*PROBLEM TO SOLVE*
Copy out the Caddy storage post starting with "The Redis plugin" and going on through "number of certs?", renaming "certs" to "certificates" each time it occurs.

*TEXT EXTRACT*
****
Storage Offloading Recommendations

I’ve got Caddy in a clustered environment and could use some advice on offloading storage.

My Environment:

  • The latest Caddy build
  • Inside Docker
  • On an Ubuntu virtual machine or three
  • Behind a load balancer
  • On Digital Ocean (though this can change).

Requirements/constraints:

  • I need to accomodate a few thousand domains initially, and more later, if all goes well.
  • I’m mostly a front-end dev, so keeping things simple and offloading as much as possible would be nice.

I’ve done some searching, but am a little fuzzy on which method might be considered the best practice. I’d hate to settle on something that works for now, only to have avoidable headaches later.

As for the options I’ve looked at:

The Redis plugin seems well-liked, but mentions it doesn’t work for clustered DB instances, which I believe is what Digital Ocean’s managed DB service is (which is what I’d be using).

I’m also nervous about storing important things like certs in memory. Wouldn’t a file system be more appropriate, especially for a large number of certs?
****
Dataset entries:

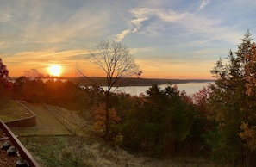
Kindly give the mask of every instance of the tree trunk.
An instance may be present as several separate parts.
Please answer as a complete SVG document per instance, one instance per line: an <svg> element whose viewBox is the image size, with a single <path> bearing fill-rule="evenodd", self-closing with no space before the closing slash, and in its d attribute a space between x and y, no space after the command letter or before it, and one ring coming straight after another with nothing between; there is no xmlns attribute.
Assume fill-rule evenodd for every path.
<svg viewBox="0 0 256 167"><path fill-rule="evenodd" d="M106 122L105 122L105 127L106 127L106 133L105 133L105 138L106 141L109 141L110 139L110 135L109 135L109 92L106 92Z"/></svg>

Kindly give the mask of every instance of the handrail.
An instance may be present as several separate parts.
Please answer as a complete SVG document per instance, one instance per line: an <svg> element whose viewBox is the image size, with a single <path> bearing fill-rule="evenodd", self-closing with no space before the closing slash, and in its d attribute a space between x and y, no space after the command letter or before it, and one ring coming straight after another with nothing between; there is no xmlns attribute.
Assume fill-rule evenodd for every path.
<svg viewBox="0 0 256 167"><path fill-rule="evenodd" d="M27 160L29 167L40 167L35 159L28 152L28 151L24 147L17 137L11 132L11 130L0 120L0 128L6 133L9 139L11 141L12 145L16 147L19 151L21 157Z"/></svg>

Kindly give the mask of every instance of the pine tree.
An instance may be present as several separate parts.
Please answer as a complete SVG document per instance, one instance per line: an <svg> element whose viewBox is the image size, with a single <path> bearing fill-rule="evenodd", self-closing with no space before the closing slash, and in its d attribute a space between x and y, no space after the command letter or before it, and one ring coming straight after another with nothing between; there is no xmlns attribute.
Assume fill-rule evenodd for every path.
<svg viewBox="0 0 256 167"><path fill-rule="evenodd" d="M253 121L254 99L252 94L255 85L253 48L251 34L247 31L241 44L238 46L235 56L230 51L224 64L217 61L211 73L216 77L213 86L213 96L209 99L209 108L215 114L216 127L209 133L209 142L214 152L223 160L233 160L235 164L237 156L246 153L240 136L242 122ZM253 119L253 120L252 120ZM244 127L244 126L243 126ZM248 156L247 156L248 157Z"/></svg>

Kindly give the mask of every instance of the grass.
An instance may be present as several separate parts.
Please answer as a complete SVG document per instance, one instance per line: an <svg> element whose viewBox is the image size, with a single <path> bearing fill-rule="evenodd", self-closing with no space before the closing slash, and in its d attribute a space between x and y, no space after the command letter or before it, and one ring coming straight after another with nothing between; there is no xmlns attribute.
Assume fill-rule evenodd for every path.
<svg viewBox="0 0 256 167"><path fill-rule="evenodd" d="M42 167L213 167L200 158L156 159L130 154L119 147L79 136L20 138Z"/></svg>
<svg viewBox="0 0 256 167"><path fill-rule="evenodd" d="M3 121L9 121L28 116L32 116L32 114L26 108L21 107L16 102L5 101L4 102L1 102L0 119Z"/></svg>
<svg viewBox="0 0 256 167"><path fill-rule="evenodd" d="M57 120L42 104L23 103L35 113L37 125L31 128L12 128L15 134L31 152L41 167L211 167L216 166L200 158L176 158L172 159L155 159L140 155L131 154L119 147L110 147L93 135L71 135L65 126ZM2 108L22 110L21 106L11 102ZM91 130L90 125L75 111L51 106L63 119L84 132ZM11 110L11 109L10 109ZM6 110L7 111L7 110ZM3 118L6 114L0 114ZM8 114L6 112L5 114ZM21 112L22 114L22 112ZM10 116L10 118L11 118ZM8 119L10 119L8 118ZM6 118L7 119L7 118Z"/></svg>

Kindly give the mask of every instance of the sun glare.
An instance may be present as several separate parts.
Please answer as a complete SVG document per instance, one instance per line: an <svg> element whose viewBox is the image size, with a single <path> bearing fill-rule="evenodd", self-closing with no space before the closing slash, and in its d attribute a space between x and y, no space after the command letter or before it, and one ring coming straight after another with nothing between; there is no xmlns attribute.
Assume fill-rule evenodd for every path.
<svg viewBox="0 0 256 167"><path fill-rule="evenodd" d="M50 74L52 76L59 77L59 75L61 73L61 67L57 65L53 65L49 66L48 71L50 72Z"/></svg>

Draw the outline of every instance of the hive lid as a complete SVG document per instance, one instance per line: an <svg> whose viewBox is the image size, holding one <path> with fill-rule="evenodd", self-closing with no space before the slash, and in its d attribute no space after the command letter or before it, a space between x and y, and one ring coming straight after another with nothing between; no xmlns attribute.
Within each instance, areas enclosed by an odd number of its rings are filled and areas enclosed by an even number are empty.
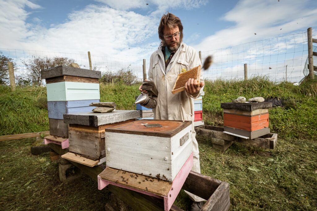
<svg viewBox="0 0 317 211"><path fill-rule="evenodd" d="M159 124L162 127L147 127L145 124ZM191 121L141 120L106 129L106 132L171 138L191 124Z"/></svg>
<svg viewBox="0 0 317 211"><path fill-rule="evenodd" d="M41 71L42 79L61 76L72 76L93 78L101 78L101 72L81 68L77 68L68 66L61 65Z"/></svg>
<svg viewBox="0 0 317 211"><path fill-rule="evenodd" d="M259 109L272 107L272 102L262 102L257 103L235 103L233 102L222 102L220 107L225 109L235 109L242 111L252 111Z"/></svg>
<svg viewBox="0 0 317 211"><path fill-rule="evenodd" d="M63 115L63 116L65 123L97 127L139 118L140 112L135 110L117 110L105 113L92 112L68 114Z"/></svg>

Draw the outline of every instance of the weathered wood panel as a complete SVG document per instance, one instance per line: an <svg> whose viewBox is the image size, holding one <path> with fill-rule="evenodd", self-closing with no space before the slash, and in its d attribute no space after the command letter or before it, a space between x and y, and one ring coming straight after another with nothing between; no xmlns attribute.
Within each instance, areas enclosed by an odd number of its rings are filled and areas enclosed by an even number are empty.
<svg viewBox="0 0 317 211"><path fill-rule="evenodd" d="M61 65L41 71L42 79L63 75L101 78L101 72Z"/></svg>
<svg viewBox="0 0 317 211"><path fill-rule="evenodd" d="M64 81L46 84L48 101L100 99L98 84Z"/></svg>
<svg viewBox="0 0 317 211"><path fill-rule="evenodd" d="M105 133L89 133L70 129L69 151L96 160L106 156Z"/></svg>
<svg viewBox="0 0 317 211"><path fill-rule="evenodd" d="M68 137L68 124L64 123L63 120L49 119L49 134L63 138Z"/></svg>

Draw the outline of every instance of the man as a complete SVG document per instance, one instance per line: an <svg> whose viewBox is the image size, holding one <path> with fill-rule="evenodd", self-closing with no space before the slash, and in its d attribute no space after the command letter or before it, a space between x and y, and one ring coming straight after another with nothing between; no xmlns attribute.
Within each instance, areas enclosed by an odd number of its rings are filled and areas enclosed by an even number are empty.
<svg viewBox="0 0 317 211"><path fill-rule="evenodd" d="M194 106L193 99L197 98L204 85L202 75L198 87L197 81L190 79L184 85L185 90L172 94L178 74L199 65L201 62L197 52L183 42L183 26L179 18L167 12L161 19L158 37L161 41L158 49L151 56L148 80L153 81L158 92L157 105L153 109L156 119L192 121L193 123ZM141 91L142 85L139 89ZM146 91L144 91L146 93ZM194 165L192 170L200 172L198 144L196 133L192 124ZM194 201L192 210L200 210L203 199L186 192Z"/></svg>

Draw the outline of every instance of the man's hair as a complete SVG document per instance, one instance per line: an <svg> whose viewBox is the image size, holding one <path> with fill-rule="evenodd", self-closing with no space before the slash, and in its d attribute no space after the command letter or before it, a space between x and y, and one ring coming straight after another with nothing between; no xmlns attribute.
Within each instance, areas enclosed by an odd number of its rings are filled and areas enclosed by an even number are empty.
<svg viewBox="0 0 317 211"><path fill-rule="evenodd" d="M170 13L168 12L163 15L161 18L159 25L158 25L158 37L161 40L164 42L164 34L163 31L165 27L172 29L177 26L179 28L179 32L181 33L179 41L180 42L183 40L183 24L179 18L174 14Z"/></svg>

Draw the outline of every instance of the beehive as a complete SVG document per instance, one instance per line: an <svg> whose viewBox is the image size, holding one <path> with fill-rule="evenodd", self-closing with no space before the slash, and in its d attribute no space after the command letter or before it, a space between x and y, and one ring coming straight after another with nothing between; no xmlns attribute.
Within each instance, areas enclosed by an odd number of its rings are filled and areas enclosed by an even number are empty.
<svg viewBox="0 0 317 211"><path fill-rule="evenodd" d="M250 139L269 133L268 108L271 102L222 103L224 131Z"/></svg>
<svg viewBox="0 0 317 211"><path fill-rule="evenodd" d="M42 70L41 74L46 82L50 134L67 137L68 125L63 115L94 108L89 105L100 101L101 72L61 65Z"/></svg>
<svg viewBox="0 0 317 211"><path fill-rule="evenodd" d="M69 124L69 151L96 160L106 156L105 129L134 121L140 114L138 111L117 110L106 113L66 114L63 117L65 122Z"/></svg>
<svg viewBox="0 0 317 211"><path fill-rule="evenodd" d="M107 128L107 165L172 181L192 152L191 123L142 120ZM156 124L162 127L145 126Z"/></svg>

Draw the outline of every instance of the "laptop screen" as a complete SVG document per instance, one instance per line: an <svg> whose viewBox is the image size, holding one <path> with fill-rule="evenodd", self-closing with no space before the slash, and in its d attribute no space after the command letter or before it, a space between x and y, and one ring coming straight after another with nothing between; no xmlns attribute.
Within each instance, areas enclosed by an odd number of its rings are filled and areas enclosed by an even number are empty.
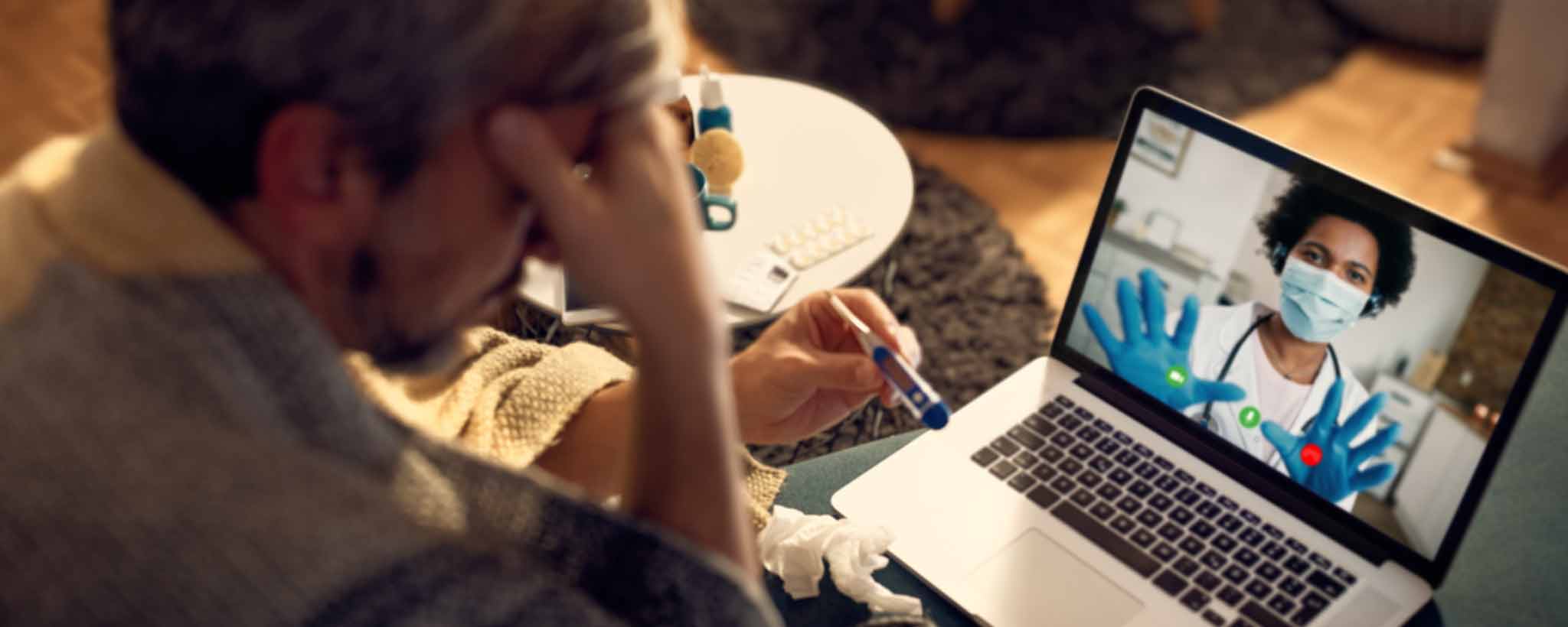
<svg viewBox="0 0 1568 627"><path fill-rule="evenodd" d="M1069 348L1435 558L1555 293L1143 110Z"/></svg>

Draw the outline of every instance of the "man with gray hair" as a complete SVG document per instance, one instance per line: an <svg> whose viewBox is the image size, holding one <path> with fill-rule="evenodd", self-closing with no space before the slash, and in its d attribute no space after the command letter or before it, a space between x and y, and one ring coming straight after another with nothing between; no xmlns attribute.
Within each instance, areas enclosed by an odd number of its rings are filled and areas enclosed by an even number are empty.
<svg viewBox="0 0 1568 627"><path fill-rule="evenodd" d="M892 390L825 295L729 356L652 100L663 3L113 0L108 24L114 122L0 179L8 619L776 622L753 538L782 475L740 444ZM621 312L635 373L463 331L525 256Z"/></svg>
****
*TASK RESPONSE*
The Redis plugin seems well-liked, but mentions it doesn’t work for clustered DB instances, which I believe is what Digital Ocean’s managed DB service is (which is what I’d be using).

I’m also nervous about storing important things like certificates in memory. Wouldn’t a file system be more appropriate, especially for a large number of certificates?